* _Exercise details_
Omit the pictures while printing every entry below exactly as given.

★ ★ ★ ★ ★ ★ ★

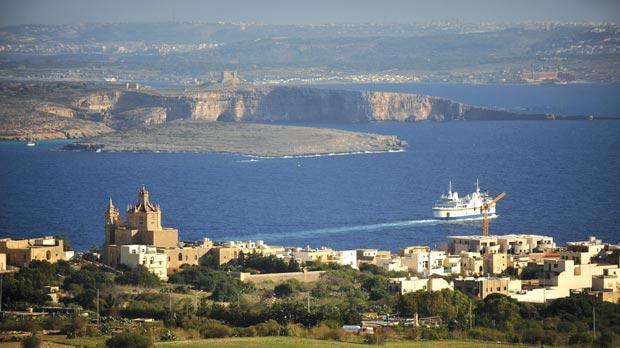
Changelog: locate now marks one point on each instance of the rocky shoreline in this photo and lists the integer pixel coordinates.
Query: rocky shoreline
(262, 140)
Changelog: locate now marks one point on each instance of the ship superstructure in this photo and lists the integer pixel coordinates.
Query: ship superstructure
(451, 206)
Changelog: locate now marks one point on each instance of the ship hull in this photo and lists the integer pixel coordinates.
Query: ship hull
(460, 213)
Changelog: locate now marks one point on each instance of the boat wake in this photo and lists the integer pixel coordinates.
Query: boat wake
(371, 227)
(327, 154)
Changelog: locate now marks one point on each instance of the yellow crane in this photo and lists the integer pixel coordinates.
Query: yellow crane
(485, 212)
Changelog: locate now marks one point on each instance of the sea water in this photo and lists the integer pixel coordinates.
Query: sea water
(561, 178)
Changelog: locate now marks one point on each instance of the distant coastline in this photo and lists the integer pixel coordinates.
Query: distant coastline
(259, 140)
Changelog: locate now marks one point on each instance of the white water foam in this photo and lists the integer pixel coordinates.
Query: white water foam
(370, 227)
(326, 154)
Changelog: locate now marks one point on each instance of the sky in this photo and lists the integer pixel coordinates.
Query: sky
(15, 12)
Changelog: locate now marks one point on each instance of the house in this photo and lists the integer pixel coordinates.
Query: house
(155, 260)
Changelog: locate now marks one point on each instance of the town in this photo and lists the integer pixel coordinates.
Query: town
(139, 251)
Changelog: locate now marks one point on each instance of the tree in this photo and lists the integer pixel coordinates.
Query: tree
(31, 342)
(128, 339)
(214, 329)
(452, 306)
(286, 289)
(498, 311)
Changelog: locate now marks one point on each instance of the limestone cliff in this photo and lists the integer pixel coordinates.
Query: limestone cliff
(93, 111)
(296, 104)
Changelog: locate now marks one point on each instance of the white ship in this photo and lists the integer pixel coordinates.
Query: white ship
(451, 206)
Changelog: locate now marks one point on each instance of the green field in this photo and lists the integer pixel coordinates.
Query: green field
(293, 342)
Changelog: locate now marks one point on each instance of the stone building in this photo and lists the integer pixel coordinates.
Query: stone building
(186, 254)
(143, 226)
(148, 256)
(484, 286)
(20, 252)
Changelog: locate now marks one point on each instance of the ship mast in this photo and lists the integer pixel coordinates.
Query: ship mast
(485, 213)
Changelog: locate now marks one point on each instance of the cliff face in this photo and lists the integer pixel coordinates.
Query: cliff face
(294, 104)
(297, 104)
(108, 109)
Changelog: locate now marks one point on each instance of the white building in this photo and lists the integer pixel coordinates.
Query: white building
(561, 277)
(582, 252)
(509, 244)
(426, 263)
(154, 260)
(347, 258)
(412, 284)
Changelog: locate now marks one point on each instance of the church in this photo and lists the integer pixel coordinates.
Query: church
(143, 228)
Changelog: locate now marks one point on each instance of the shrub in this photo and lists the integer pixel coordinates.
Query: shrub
(268, 328)
(168, 335)
(139, 276)
(533, 335)
(76, 328)
(128, 339)
(581, 338)
(377, 338)
(249, 331)
(31, 342)
(608, 339)
(486, 334)
(295, 330)
(286, 289)
(434, 333)
(214, 329)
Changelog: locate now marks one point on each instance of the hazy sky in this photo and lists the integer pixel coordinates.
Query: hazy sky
(304, 12)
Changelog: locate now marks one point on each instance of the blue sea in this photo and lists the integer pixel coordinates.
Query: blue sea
(562, 179)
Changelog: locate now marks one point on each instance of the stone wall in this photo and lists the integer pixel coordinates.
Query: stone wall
(304, 277)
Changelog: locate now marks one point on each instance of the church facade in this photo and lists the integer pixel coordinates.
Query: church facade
(143, 227)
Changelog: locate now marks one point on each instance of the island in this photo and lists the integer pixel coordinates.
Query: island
(226, 116)
(264, 140)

★ ★ ★ ★ ★ ★ ★

* _Answer to this exercise_
Changelog: locate now marks one point on each instance of the rocky shoreline in this photo and lists the integer pixel coordinates.
Query: rocky shoreline
(262, 140)
Changelog: locate now marks one point on each instance of the ship superstructure in this photo and lists the integer pixel coordinates.
Query: ship superstructure
(451, 206)
Changelog: locate now marks one point on each instance of the ship hull in this photo and lists the integer pixel coordinates.
Query: ship hull
(460, 213)
Changelog: locate now marks one point on each instance of the boat wake in this photo and lists the integer pixel coordinates.
Query: boat wake
(371, 227)
(327, 154)
Changelog: locate now marks one point on each instance of the yellow crane in this photo and lists the integer pixel coordinates.
Query: yellow crane
(485, 212)
Changelog: locate now marks one point on each instance of the sea water in this photo and lists the integer pixel coordinates.
Query: sea water
(561, 178)
Changelog: locate now marks one point on each instance of the distant coastline in this photo and lists the integer pixel coordinates.
Query: distant coastline
(259, 140)
Changelog: locate now marks one point on each instance of the white water foam in this photo and lists the integer pixel coordinates.
Query: white water foam
(370, 227)
(326, 154)
Changelog: locate now marks one point on each instance of the sky in this photo and lists the integer pixel coordinates.
Query: sky
(15, 12)
Changelog: locate now marks one point on each instance of the house in this photo and lists the integer pixel coordinates.
Query: house
(155, 260)
Changelog: locate now marks one point on each instance of the town in this photo and lists the integer pixel coordinates.
Query: town
(139, 251)
Changelog: locate now marks one point on each instance of the tree in this photo and lists the integer pixel coordinates.
Query: tree
(31, 342)
(128, 339)
(214, 329)
(452, 306)
(286, 289)
(498, 311)
Changelog: locate now marks one point on each instance of the limestone cliff in this photo and lists the integer pixel coordinates.
Query: limestone cliff
(93, 111)
(296, 104)
Changelog: locate now marks one point on each instance of the white ship in this photo and lists the integer pixel coordinates.
Query: white ship
(451, 206)
Changelog: locate now marks one point on each instance of the green field in this photo and lists the integer pixel coordinates.
Query: green field
(293, 342)
Changelog: locate now marks one point on each instance of the stone building in this photo and lists the integer pixel coordinates.
Query: stone building
(186, 254)
(143, 226)
(148, 256)
(484, 286)
(20, 252)
Changelog: locate now marks one point on each instance of the ship mast in this photo and lists the integer pixel coordinates.
Query: ship mast
(485, 213)
Changelog: locate now marks one point on each instance of the cliff face in this photo and lists the integer pixel coordinates.
Query: cliff face
(294, 104)
(297, 104)
(108, 109)
Changelog: locate now marks one point on each instance of the white building in this photo and lists the integer pixel coordinates.
Query: white building
(561, 277)
(582, 252)
(509, 244)
(426, 263)
(154, 260)
(347, 258)
(412, 284)
Changelog: locate now marks one point on each instance of the church in this photo and lists the integer pixel coordinates.
Query: church
(143, 228)
Changelog: locate now marks one point on each instance of the shrub in this photo and lists the integer pixel coordinates.
Query: shrub
(268, 328)
(168, 335)
(139, 276)
(533, 335)
(76, 328)
(128, 339)
(581, 338)
(377, 338)
(249, 331)
(31, 342)
(608, 339)
(486, 334)
(295, 330)
(286, 289)
(434, 333)
(214, 329)
Changelog: locate now marks one point on each instance of the hazy sky in this photo and lists the integer pixel coordinates.
Query: hazy sky
(304, 12)
Changelog: locate now marks one point on each instance of the blue sea in this photo and lists the integer pixel coordinates.
Query: blue sea
(562, 179)
Changelog: locate now marks one point on each instance of the stone wall in this photo and lists the integer pixel coordinates.
Query: stone wall
(304, 277)
Changelog: locate now marks one point on each instance of the church facade in this photo and lists the integer pixel coordinates.
Query: church facade
(143, 227)
Changelog: locate now marks one point on each instance of the island in this photo and lists the integer pixel coordinates.
Query: island
(226, 116)
(264, 140)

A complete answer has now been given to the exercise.